Exercise: All that is needed is a count of the lines in this data that contain the word "chimney".

Records for processing:

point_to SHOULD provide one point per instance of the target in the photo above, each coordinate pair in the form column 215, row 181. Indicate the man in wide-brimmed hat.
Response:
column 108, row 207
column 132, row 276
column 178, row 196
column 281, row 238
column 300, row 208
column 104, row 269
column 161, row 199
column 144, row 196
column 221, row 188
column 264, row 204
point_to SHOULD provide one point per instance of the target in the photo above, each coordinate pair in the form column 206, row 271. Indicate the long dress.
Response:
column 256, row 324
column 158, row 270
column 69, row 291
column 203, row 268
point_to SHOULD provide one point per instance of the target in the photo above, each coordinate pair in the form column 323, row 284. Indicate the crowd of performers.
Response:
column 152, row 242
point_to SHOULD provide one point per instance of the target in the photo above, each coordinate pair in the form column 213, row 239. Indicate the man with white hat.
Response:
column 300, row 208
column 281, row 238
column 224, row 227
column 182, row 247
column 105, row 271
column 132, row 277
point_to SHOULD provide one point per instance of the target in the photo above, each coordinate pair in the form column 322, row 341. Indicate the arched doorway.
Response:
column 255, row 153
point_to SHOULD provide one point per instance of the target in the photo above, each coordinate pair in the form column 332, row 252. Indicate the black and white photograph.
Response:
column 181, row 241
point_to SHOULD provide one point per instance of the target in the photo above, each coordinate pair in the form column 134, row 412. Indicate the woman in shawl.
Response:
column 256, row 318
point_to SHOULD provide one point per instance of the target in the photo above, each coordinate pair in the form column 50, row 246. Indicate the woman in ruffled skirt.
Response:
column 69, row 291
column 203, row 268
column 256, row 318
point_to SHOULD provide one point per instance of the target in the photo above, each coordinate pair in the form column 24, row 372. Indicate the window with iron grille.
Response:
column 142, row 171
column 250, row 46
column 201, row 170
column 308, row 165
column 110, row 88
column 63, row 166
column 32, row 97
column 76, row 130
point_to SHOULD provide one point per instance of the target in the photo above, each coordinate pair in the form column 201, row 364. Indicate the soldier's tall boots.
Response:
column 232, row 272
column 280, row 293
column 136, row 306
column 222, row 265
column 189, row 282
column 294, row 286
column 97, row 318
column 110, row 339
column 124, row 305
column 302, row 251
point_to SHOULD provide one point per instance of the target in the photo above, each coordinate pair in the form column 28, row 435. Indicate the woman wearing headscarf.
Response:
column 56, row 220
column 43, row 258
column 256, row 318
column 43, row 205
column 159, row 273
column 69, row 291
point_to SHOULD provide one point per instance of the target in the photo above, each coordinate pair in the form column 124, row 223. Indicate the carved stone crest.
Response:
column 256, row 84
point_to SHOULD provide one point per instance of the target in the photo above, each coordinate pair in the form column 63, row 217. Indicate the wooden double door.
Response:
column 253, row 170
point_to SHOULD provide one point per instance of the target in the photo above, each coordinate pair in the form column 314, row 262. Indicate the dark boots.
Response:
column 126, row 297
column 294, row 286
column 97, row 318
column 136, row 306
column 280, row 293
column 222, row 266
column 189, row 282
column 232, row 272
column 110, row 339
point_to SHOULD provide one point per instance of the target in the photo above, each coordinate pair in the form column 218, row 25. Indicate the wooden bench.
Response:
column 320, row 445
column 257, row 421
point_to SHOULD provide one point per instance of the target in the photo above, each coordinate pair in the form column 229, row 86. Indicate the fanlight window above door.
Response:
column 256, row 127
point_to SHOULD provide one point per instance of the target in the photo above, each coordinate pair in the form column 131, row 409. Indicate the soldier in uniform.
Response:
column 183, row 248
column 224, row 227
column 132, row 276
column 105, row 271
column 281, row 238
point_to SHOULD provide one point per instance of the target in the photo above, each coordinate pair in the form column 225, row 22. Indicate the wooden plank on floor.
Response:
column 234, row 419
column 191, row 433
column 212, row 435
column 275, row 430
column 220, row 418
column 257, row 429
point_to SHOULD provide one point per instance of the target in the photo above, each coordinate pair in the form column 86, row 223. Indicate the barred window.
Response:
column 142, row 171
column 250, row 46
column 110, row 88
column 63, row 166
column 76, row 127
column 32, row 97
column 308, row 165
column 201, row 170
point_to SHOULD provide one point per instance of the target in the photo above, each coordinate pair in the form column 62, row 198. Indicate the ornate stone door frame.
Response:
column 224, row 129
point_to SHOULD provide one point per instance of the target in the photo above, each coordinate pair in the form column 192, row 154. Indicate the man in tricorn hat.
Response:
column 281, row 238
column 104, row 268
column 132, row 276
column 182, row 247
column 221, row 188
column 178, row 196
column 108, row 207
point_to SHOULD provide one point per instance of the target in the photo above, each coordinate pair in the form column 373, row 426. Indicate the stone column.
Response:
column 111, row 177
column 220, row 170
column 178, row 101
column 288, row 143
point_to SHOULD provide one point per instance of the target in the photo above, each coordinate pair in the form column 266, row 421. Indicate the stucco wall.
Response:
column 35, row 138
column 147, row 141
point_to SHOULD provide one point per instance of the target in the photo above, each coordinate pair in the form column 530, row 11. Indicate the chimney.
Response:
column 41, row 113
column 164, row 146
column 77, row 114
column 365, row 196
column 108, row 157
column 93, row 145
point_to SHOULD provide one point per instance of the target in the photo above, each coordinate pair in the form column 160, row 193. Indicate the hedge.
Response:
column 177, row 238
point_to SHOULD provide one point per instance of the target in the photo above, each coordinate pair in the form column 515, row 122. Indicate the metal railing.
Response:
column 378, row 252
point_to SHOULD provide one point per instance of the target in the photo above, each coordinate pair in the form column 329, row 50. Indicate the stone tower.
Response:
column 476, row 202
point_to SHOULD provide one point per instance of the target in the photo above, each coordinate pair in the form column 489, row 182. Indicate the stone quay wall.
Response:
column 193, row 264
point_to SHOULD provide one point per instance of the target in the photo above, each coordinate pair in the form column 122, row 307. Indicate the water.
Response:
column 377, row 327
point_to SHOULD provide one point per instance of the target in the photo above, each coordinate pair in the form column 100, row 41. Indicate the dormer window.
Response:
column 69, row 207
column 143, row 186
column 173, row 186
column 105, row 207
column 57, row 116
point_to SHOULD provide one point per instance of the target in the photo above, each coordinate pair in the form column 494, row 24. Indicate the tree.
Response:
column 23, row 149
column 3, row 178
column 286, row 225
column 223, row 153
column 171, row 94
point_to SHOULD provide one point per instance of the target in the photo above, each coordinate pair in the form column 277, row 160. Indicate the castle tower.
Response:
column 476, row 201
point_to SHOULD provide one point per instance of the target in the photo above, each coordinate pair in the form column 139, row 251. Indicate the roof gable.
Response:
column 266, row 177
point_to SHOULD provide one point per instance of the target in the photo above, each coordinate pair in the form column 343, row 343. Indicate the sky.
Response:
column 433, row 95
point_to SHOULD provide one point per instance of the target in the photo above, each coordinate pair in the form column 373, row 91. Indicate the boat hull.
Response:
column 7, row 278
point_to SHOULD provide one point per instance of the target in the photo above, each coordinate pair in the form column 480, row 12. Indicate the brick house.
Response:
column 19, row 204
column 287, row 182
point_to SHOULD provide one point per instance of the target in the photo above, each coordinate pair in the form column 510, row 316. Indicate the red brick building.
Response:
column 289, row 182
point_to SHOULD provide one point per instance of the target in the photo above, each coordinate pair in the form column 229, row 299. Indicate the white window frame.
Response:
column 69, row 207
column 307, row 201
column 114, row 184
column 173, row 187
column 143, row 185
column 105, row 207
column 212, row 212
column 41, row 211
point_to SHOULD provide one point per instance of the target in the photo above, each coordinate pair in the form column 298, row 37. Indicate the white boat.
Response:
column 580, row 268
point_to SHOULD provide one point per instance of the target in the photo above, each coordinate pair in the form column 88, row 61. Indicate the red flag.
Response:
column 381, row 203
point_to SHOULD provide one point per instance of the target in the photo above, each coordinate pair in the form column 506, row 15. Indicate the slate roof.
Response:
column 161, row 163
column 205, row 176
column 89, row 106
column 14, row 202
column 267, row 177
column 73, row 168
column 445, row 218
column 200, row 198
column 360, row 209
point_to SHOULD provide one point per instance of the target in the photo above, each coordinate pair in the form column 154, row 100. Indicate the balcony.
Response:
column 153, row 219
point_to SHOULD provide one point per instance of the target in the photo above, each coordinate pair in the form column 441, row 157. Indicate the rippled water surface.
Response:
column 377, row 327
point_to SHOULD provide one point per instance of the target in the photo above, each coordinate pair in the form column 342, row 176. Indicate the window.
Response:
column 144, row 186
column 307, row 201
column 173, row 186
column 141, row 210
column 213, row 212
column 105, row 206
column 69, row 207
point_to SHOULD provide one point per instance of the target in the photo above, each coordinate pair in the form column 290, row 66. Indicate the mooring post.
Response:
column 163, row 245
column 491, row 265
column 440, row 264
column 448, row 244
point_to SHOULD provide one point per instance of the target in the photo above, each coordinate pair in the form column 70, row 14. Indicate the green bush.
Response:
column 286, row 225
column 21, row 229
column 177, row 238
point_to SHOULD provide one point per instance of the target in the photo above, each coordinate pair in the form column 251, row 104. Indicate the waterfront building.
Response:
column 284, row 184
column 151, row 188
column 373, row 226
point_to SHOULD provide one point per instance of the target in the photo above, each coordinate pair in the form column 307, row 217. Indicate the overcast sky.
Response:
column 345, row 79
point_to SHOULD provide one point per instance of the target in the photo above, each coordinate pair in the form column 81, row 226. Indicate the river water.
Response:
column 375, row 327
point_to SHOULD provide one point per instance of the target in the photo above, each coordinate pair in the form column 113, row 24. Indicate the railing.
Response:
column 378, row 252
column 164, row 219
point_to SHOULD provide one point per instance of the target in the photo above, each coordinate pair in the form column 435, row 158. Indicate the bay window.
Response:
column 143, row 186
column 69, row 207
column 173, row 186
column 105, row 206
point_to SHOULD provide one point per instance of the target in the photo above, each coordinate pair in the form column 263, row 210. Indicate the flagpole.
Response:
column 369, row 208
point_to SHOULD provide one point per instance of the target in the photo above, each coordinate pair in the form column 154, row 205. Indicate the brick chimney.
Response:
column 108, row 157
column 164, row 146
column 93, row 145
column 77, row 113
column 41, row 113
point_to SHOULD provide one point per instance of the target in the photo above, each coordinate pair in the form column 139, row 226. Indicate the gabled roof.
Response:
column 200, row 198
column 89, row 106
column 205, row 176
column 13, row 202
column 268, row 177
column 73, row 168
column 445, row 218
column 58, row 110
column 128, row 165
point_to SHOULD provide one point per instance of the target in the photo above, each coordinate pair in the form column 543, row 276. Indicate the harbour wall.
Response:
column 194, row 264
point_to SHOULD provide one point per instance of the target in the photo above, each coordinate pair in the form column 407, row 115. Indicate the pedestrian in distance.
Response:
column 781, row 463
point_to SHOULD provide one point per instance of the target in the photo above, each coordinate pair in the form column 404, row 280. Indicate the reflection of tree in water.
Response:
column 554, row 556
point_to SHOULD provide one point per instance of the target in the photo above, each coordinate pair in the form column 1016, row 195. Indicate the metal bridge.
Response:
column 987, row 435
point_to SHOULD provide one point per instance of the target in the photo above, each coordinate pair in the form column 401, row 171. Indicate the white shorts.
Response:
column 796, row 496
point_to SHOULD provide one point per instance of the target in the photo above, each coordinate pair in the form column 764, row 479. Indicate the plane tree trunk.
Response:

Solution to this task: 2